▶ **Given request**
Please copy exactly the lines that begin with the one containing "TARGET = boat hull" and end with the last line of the entries.

▶ **Data section**
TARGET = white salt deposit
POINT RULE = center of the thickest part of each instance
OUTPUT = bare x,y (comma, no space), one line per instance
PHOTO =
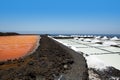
87,40
109,43
96,41
105,38
114,38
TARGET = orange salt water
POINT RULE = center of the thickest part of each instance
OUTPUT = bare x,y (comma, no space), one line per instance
12,47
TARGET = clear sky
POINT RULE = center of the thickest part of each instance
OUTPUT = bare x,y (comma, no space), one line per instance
60,16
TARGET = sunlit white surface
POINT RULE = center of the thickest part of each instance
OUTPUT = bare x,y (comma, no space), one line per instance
100,56
114,38
110,59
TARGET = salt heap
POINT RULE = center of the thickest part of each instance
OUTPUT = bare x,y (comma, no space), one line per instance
110,43
96,41
114,38
105,38
87,40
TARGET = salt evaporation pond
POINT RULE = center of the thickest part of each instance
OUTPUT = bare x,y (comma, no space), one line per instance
103,54
12,47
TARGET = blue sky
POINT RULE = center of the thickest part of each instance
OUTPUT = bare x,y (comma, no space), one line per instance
60,16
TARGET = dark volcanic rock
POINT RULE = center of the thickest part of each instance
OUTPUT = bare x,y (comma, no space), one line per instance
48,61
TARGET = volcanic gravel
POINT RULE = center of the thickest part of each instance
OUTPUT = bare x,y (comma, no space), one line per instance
46,63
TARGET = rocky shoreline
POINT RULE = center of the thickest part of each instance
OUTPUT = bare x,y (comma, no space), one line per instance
50,61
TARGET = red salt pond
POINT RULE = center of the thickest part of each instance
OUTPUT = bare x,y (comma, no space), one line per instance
12,47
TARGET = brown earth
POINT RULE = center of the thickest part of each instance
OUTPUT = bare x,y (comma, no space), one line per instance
48,62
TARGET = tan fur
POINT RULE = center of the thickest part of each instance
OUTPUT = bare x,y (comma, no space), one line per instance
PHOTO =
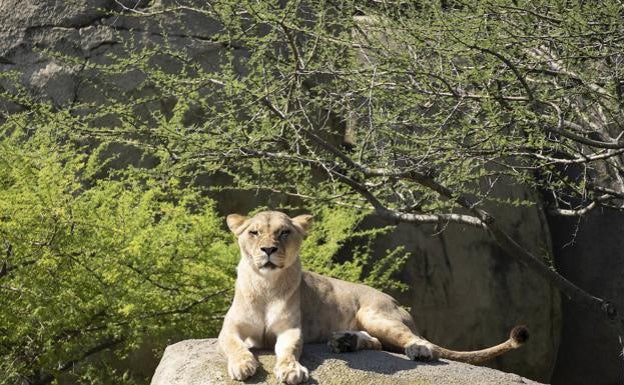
279,305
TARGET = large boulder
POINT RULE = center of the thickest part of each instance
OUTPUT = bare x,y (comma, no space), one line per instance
199,362
464,292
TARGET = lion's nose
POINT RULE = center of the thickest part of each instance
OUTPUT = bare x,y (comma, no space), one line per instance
268,250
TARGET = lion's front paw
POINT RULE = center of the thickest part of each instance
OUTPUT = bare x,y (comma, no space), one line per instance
291,372
243,367
419,352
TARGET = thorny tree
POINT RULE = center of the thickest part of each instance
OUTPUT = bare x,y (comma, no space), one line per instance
412,111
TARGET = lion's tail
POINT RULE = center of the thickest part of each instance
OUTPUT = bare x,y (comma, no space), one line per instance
518,336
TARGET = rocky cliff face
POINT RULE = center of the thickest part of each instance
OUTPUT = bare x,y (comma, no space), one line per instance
195,362
464,292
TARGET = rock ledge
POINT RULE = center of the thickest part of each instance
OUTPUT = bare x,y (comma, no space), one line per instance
199,362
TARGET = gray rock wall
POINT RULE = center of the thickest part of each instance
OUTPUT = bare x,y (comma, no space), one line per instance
464,292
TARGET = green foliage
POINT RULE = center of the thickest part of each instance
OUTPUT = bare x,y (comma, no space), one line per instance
98,260
108,207
107,265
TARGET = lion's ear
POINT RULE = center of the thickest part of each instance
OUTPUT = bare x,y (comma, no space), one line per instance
304,222
235,221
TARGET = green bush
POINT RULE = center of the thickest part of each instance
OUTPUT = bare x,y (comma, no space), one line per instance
110,263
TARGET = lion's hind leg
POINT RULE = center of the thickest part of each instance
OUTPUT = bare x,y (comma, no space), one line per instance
350,341
391,325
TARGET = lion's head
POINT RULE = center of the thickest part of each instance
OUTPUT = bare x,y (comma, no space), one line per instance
270,240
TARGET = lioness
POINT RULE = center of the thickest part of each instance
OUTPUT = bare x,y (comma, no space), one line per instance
278,304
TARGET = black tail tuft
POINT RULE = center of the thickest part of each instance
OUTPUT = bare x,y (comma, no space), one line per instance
519,334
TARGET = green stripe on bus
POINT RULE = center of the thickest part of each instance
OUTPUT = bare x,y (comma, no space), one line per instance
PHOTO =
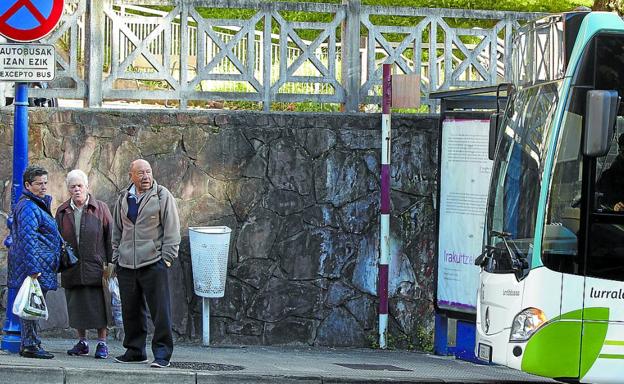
610,356
614,342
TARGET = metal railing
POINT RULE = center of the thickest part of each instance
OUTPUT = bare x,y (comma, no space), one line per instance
128,49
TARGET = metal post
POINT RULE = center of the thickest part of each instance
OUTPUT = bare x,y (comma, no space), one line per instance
11,340
384,248
206,321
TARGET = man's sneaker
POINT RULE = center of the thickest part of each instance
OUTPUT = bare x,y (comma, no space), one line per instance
35,353
160,363
81,348
101,351
125,359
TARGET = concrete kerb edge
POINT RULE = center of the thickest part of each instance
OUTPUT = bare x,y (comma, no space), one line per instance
30,374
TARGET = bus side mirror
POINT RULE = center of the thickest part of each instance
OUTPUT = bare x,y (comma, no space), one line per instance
602,106
495,118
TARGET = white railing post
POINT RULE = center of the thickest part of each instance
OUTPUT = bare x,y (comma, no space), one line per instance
350,51
94,51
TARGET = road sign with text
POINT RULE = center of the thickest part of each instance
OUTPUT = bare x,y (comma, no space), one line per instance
29,20
27,62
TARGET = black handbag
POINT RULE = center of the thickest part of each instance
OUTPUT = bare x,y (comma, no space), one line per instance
68,257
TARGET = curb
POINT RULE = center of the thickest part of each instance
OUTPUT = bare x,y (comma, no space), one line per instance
47,375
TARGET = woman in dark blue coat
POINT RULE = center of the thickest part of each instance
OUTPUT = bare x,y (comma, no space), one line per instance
35,250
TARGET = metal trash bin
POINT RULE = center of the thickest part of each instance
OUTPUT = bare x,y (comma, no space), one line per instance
210,248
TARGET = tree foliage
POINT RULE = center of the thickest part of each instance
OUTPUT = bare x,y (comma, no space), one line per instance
609,5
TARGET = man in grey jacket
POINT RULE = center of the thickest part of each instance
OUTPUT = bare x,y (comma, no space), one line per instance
145,240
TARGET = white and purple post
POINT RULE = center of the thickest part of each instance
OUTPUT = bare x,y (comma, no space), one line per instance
384,248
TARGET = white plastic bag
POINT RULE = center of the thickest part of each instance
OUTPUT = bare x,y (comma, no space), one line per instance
29,303
111,296
113,288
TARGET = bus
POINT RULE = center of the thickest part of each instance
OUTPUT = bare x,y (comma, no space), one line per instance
551,282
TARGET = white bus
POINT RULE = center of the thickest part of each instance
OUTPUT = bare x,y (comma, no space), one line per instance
551,290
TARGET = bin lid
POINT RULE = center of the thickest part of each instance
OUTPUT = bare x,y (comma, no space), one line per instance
212,230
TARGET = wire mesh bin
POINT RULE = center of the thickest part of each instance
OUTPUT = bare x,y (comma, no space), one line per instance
209,255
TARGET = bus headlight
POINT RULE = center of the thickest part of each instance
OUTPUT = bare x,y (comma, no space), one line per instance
526,323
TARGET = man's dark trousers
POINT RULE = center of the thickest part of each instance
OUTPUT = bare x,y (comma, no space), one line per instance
149,284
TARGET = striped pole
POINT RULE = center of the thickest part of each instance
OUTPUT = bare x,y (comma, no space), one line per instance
384,249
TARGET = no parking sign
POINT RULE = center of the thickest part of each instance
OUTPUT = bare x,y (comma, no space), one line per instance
29,20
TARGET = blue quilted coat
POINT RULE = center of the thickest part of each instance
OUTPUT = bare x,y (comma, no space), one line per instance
36,242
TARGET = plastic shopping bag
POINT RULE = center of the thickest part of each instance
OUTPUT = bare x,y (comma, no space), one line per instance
110,285
29,303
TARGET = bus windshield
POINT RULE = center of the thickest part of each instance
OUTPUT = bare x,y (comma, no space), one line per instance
516,176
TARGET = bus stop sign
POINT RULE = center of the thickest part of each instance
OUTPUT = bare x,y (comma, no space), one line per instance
29,20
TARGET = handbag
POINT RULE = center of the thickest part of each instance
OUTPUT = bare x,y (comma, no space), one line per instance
68,257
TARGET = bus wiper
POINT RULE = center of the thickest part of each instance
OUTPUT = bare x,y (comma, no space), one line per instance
517,263
487,253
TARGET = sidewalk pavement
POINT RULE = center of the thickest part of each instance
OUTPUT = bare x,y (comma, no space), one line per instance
192,363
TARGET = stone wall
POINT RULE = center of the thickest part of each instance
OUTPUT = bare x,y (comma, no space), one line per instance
301,193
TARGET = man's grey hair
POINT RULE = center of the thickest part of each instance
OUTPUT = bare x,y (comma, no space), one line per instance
77,174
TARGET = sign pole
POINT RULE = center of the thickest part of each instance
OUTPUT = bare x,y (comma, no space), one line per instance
11,340
384,247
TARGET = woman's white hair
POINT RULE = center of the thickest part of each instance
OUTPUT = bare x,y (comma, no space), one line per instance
77,174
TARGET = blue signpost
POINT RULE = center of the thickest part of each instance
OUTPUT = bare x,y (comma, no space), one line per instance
22,21
11,339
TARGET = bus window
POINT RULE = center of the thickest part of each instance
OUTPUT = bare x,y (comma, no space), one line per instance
560,242
516,177
610,178
606,235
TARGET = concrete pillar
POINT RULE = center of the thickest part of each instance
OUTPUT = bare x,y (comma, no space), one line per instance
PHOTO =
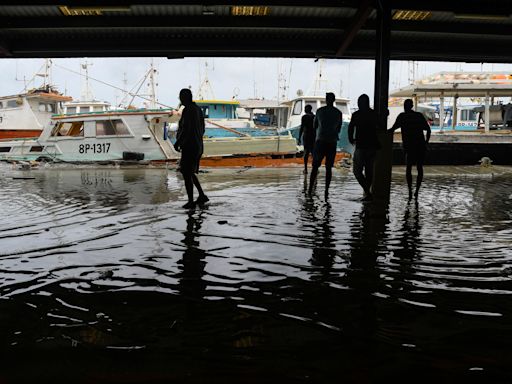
454,113
487,114
383,161
441,113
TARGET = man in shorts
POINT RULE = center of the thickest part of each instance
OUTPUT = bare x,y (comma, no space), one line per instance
364,122
189,140
327,125
412,125
307,135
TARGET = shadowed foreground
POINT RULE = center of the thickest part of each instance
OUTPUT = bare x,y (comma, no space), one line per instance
103,277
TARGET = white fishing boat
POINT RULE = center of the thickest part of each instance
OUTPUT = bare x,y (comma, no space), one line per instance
27,113
101,136
475,132
296,109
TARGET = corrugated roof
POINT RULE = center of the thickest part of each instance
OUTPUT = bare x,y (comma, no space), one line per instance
311,29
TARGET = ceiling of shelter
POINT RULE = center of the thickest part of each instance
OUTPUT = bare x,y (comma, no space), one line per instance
449,30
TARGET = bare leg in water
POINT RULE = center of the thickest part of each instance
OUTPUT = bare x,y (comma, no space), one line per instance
189,186
312,179
328,177
419,179
306,157
202,197
408,177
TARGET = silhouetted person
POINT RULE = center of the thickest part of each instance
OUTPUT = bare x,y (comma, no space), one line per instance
307,135
327,125
365,123
412,125
189,140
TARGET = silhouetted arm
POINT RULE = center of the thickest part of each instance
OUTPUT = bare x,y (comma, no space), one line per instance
351,131
426,127
340,125
396,125
301,131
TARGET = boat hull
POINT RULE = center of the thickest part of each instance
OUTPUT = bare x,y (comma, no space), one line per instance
19,133
462,149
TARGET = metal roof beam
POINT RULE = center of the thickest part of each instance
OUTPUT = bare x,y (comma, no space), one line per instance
88,22
4,49
127,3
356,24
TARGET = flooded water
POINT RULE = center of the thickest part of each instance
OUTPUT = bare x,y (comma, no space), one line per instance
104,277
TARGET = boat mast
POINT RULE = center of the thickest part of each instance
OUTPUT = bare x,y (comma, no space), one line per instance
205,91
86,90
152,86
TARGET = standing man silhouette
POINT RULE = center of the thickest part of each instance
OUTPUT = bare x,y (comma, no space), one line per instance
307,134
412,125
365,123
327,125
189,140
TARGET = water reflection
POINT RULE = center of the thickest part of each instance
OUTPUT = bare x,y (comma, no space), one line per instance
192,263
298,288
368,229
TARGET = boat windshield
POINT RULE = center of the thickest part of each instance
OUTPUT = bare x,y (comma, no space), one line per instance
313,104
70,129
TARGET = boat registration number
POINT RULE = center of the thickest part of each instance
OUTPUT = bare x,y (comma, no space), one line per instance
94,148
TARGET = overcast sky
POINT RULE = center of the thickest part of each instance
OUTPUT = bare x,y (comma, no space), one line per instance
240,77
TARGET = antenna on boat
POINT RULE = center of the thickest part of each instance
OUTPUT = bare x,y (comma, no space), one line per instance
86,90
413,67
205,91
319,83
152,86
282,82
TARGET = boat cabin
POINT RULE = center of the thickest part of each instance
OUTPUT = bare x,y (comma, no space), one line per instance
75,107
26,115
218,109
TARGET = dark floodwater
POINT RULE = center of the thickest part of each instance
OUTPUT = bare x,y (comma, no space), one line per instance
103,277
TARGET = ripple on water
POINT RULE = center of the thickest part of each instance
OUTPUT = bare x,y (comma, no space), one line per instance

▶ **Problem solution**
TARGET = boat hull
POINT RULE = center of the thickest part of each instance
OUTPUT = bare x,y (comma, no space), one line per instance
19,133
462,149
TARGET = metal roof beam
POINT RULE = center of the thickest part of each instance
OUTPUT = bare x,y (comma, no space), one line per instance
88,22
4,49
127,3
356,24
TARGET = flooded water
POINT RULE = center of the thickest part of each instance
OUTPUT = bare x,y (comma, no space), one line per instance
104,277
TARGET = boat mast
POINT RULE = center of the thickest part of each instance
OUTPUT = bare x,y (comma, no space), one line per instance
205,91
86,90
152,86
TARGET = standing man silhouette
POINT RULE = center of the thickest part of each instance
OUTPUT = bare x,y (comma, no space), one line per instance
307,134
412,125
365,123
327,125
189,140
TARGET = water reflection
POINT RULE = center of the thickest part of each instance
OUTPUT = bare x,y (comma, no space), one line per instance
192,263
298,288
368,229
TARGET = boat windshield
POINT RULE = center of the thickest part of each instance
OUTPUT = bare x,y (comma, no space), one line per instance
313,104
70,129
TARGET = boat registration number
POINT RULE = center of the thickest part of each instance
OUTPUT = bare x,y (comma, no space), one line per instance
94,148
TARGET = overcast sky
POINT RULE = center of the thickest part of each instance
OUTPUT = bare x,y (comma, no space), one line per instance
240,77
TARGET = antenna on boat
POINT RULE = center of the thickest part of each instance
OUTPUT = bare x,y (comma, no space), one line per instance
86,90
413,67
205,91
319,83
152,86
282,82
TARGET = boat cabin
POINT RULE = center of the thickest part of each instance
OUTPUT = bare x,y (comma, no space), one line per instance
75,107
26,115
218,109
TARGET = dark floodwater
POINT RULE = center of the thickest part of each instance
OUTPUT = bare x,y (comma, no space), one line per instance
103,277
TARGET = ripple on water
POINT RULE = center of the thickest part of each instance
OUTPUT = bare x,y (comma, no space), one line per instance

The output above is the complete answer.